EXCERPT PROVIDED:
# Makita Router Opinions Please



## Birchwood (May 13, 2005)

Am still mulling over a new, smaller router. Something between a Colt and a 4.0 HP 35 pound beast. I don't hear much discussion about Makita routers. I have a whole batch of Makita tools, including a Makita ELECTRIC chain saw.(don't laugh....that baby can make the chips fly)
Am looking intently at Milwaukee 1 3/4 two base and, if all else fails, I'll just settle for a 690 PC with plunge base.
What do you fellas think?


----------



## dutchman 46 (May 23, 2007)

Welcome to Router Forums Birch!
Nice to have you with us. I am not the best person to respond to this question, except, i have not heard any negative responces on the Makita . I believe that you would have a very good router. My feeling is that Makita has done a pretty good jof on their tools. I have Craftsman and Ryobi Routers, so this is just my feeling. I hope it helps a lttle  If this helps, I just ran a search on the router forums search feature for Makita and it seems that 4 out of 4 reports were very good. Tha isn't bad


----------



## Hamlin (Dec 25, 2005)

Hi Birch,

I'm a firm believer in Makita tools period. I have 2 Makita 3612C's. They are great routers. Of course these are the larger routers Makita makes. They also feature an electronic brake, so the use of an external switch, (other than what's on the router itself), will disable this feature. 

If you're only looking for an "in-between" router. Price wise, take a good look at the 2hp craftsman combo. You can't beat the soft start nor the LED lighting on them. 

Just my $0.02 worth.


----------



## Ross72 (Jan 1, 2009)

Hi Birch,

I have an older Makita router that I dedicated to cutting dovetails. It's only a 3/4 hp, but works well. I think you would be happy w/a Makita. I have several other makita tools including the new 10.8 drill/impact comboand couldn't be happier w/its performance.

Ross


----------



## harrysin (Jan 15, 2007)

Makita routers...........you simply can't get better! three out of my five routers are Makita and the template guides are simple to make by any metal hobbyist and the plunge is the smoothest that I've come across.


----------



## Birchwood (May 13, 2005)

Okay fellas, thanks. After I posted I realized I could do a search and I did. I guess the Makita folks make their routers just like they make their other stuff. I'll get my hands on one. I don't think they come ready for PC t-guides and thats a negative for me. And I WILL take a look at the new Craftsmen stuff too because so many people seem to feel they are good units. It sure would be nice if Craftsmen could return to it's glory days when the name MEANT something.


----------



## harrysin (Jan 15, 2007)

Birch said:


> Okay fellas, thanks. After I posted I realized I could do a search and I did. I guess the Makita folks make their routers just like they make their other stuff. I'll get my hands on one. I don't think they come ready for PC t-guides and thats a negative for me. And I WILL take a look at the new Craftsmen stuff too because so many people seem to feel they are good units. It sure would be nice if Craftsmen could return to it's glory days when the name MEANT something.

(Image box annotation records)
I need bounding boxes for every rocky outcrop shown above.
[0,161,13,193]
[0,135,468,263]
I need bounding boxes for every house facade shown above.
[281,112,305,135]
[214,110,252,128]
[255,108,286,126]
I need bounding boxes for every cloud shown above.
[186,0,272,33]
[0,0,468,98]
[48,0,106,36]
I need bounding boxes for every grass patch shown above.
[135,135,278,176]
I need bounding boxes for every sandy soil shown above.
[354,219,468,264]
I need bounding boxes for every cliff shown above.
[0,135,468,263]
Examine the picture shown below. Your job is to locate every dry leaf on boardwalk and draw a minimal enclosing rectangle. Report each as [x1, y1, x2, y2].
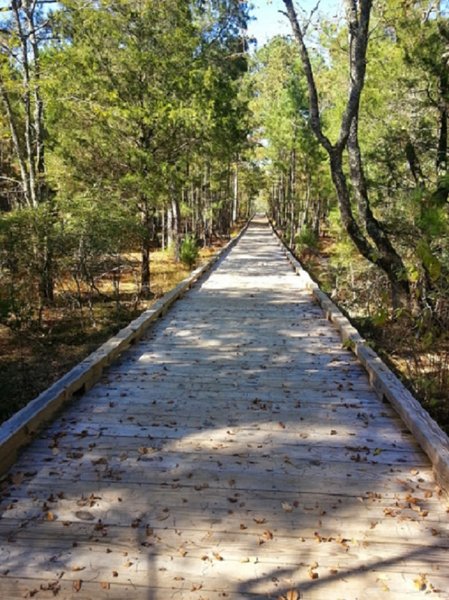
[278, 590, 301, 600]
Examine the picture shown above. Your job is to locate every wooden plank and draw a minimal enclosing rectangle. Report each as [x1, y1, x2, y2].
[0, 218, 252, 474]
[270, 220, 449, 492]
[0, 217, 449, 600]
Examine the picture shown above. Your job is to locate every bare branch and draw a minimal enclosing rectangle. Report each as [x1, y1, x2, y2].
[284, 0, 332, 151]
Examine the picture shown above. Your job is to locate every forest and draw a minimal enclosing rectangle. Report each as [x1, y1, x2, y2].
[0, 0, 449, 431]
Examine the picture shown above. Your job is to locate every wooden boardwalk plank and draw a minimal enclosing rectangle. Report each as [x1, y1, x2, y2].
[0, 218, 449, 600]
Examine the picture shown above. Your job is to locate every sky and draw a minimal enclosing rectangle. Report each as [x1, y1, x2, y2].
[248, 0, 342, 47]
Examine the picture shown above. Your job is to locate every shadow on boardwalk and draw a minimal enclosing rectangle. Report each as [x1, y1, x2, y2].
[0, 225, 449, 600]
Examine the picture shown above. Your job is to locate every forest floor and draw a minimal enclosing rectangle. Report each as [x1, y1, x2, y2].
[298, 237, 449, 435]
[0, 240, 227, 423]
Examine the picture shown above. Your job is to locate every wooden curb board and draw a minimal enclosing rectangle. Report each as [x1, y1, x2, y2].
[0, 221, 250, 475]
[270, 222, 449, 494]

REQUIREMENT 1:
Answer these questions about the Makita router thread:
(a) How many Makita 3612C routers does Hamlin own?
(b) What horsepower is Ross72's older Makita router?
(c) How many of harrysin's five routers are Makita?
REQUIREMENT 2: Please write out the passage of the Makita router thread from "I'm a firm believer" to "lighting on them.".
These records were drawn from a separate source.

EXPECTED OUTPUT 1:
(a) Two.
(b) 3/4 hp.
(c) Three.

EXPECTED OUTPUT 2:
I'm a firm believer in Makita tools period. I have 2 Makita 3612C's. They are great routers. Of course these are the larger routers Makita makes. They also feature an electronic brake, so the use of an external switch, (other than what's on the router itself), will disable this feature. 

If you're only looking for an "in-between" router. Price wise, take a good look at the 2hp craftsman combo. You can't beat the soft start nor the LED lighting on them.